(Data extracted from a collection)
= Beginning of Section =

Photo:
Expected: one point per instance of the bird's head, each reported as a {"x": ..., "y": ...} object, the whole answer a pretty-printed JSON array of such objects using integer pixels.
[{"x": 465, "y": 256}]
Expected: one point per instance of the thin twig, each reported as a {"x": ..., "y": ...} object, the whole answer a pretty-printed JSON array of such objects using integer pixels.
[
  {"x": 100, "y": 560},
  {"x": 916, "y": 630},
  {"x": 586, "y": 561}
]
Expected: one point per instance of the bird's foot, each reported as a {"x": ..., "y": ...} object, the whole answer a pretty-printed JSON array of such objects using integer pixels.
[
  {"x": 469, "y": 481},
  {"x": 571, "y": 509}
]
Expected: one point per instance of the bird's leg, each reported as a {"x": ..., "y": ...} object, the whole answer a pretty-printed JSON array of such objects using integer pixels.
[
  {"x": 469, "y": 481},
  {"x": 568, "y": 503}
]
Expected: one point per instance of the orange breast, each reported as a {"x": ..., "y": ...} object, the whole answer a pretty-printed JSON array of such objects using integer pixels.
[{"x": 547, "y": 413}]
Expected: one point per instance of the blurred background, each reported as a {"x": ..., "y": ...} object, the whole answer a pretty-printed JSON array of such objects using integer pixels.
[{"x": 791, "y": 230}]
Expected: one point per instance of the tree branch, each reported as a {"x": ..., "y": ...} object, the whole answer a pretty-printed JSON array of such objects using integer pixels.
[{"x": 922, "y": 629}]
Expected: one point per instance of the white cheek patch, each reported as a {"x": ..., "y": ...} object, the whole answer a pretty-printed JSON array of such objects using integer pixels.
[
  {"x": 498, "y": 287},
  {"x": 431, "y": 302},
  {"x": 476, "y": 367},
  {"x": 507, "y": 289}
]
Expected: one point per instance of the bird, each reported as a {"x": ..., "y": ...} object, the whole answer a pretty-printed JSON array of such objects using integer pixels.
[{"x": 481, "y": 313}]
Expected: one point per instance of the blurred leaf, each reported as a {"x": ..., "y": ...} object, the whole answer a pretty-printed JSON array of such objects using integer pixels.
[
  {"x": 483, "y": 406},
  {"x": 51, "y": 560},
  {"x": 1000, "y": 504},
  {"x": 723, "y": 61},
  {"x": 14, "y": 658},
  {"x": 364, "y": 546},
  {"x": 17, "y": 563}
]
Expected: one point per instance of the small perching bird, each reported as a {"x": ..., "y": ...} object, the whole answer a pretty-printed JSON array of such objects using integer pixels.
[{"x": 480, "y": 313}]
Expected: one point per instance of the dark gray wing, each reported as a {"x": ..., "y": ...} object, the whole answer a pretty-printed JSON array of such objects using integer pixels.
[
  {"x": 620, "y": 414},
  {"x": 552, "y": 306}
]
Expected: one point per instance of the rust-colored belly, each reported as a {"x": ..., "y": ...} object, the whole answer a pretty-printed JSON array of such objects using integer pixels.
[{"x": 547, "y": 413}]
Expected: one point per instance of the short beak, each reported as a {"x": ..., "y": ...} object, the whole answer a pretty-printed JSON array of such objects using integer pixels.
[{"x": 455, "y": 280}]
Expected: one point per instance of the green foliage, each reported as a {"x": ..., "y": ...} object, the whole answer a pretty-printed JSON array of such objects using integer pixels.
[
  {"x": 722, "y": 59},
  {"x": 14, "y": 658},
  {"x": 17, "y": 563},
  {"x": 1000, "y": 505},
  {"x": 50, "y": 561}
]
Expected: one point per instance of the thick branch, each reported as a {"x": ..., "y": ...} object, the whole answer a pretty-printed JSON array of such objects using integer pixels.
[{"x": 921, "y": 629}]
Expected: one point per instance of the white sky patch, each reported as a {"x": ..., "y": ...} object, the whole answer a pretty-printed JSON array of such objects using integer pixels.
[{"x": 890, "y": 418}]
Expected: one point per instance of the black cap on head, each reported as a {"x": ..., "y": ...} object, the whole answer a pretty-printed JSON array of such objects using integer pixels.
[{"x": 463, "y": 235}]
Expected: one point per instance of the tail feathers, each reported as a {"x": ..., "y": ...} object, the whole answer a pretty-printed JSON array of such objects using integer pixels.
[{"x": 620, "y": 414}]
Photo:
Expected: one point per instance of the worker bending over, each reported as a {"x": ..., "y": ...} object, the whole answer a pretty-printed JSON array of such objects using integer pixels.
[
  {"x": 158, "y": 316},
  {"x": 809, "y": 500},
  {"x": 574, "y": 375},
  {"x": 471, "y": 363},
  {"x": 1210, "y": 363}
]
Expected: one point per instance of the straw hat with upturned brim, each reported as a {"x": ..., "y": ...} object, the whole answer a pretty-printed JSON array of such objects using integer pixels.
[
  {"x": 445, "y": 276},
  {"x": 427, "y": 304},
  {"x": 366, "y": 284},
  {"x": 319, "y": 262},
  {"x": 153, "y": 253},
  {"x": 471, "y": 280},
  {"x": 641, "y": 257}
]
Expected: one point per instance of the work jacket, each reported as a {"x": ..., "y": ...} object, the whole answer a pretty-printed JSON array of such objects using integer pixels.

= End of Section =

Copy each of the records above so that nothing differs from the original.

Photo:
Expected: one point per instance of the bird's head, each reported as a {"x": ..., "y": ...} object, the whole answer a pretty-printed JSON array of such objects using integer pixels.
[{"x": 465, "y": 256}]
Expected: one point per instance of the thin twig, each reported as a {"x": ..., "y": ...} object, the whole answer a pretty-printed JSON array of such objects using integer pixels.
[
  {"x": 100, "y": 560},
  {"x": 916, "y": 630},
  {"x": 586, "y": 561}
]
Expected: one point per instance of the bird's foot, each reported as a {"x": ..., "y": ...} object, the whole answer a pretty-printed JSON array of such objects using integer pixels.
[
  {"x": 469, "y": 481},
  {"x": 571, "y": 509}
]
Expected: one point per instance of the bird's leg, each reported as a {"x": ..., "y": ...} object, the whole answer a pretty-printed JSON array of such objects using integer pixels.
[
  {"x": 469, "y": 481},
  {"x": 568, "y": 503}
]
Expected: one point per instance of the orange breast, each reported as a {"x": ..., "y": ...} object, the whole answer a pretty-printed JSON array of such objects using integer pixels.
[{"x": 547, "y": 413}]
Expected: one point per instance of the blurred background, each reported as a {"x": ..., "y": ...} object, the whole answer a pretty-printed JSON array of such objects using integer pixels.
[{"x": 791, "y": 230}]
Expected: one point per instance of the tree branch, each reported as a {"x": ..., "y": ...} object, the whole answer a pretty-printed JSON array of such objects using integer pixels.
[{"x": 922, "y": 629}]
Expected: one point per instance of the white cheek patch, each reported as a {"x": ..., "y": ...} object, the whole answer a pretty-printed JSON array of such objects using integer pixels.
[
  {"x": 498, "y": 287},
  {"x": 431, "y": 302},
  {"x": 476, "y": 367},
  {"x": 507, "y": 289}
]
Expected: one point per instance of the bird, each reported as a {"x": ..., "y": ...} object, the whole answer a pretty-printed JSON array of such objects using integer pixels.
[{"x": 481, "y": 313}]
Expected: one point per instance of the blurred leaf, each reported as a {"x": ..., "y": ...} object, the whole answer a pretty-printed JSON array of such objects using integer pixels.
[
  {"x": 483, "y": 406},
  {"x": 51, "y": 560},
  {"x": 1000, "y": 504},
  {"x": 723, "y": 61},
  {"x": 14, "y": 658},
  {"x": 364, "y": 546},
  {"x": 17, "y": 563}
]
Expected: one point per instance of the small perching bird, each reported as a {"x": ..., "y": ...} object, the whole answer a pretty-printed JSON array of such objects using integer pixels.
[{"x": 480, "y": 313}]
Expected: one point per instance of the dark gray wing, each reported as a {"x": ..., "y": ...} object, the whole answer a pretty-printed JSON array of such objects using integer pixels.
[
  {"x": 620, "y": 414},
  {"x": 552, "y": 306}
]
Expected: one point per instance of the rust-colored belly, each reported as a {"x": ..., "y": ...} object, the whole answer a pretty-printed JSON array of such objects using integer pixels.
[{"x": 547, "y": 413}]
Expected: one point per instance of the short beak, each reported as a {"x": ..., "y": ...} object, the whole answer a pretty-printed JSON array of such objects using integer pixels.
[{"x": 455, "y": 280}]
Expected: one point per instance of the green foliage, each reported as a {"x": ..., "y": ...} object, the whole answer a pretty-printed JSON array of such objects using integer pixels.
[
  {"x": 722, "y": 59},
  {"x": 14, "y": 658},
  {"x": 17, "y": 563},
  {"x": 1000, "y": 505},
  {"x": 50, "y": 561}
]
Expected: one point per instance of the thick branch, each reported as a {"x": ..., "y": ...} object, the whole answer a pretty-printed JSON array of such objects using integer pixels.
[{"x": 921, "y": 629}]
Expected: one point per instance of the white sky patch, each reported as a {"x": ..., "y": ...} object, the whole answer a pretty-printed JSON array of such objects using integer pixels.
[{"x": 890, "y": 418}]
Expected: one point per instance of the black cap on head, each reported as a {"x": ..., "y": ...} object, the whole answer a pretty-printed JSON array of such objects using integer pixels.
[{"x": 463, "y": 235}]
Expected: one point per instance of the tail feathers, each reported as a {"x": ..., "y": ...} object, the whole answer a pretty-printed JSON array of such objects using integer pixels.
[{"x": 620, "y": 414}]
Photo:
Expected: one point per instance of the worker bending over, each reported as a {"x": ..., "y": ...} object, the whole answer a pretty-printed JSON array of such objects using integer pixels.
[
  {"x": 158, "y": 316},
  {"x": 809, "y": 500},
  {"x": 574, "y": 375},
  {"x": 471, "y": 363},
  {"x": 1210, "y": 363}
]
Expected: one point per instance of the straw hat with upturned brim, each reported as a {"x": ..., "y": ...} object, the whole answer a pretty-printed JSON array of such objects using integer pixels.
[
  {"x": 445, "y": 276},
  {"x": 427, "y": 304},
  {"x": 366, "y": 284},
  {"x": 319, "y": 262},
  {"x": 153, "y": 253},
  {"x": 471, "y": 280},
  {"x": 641, "y": 257}
]
Expected: one point per instance of the work jacket, each reported as a {"x": ..., "y": ...} object, the whole answer a pretty-printed JSON array of such objects using integer pixels.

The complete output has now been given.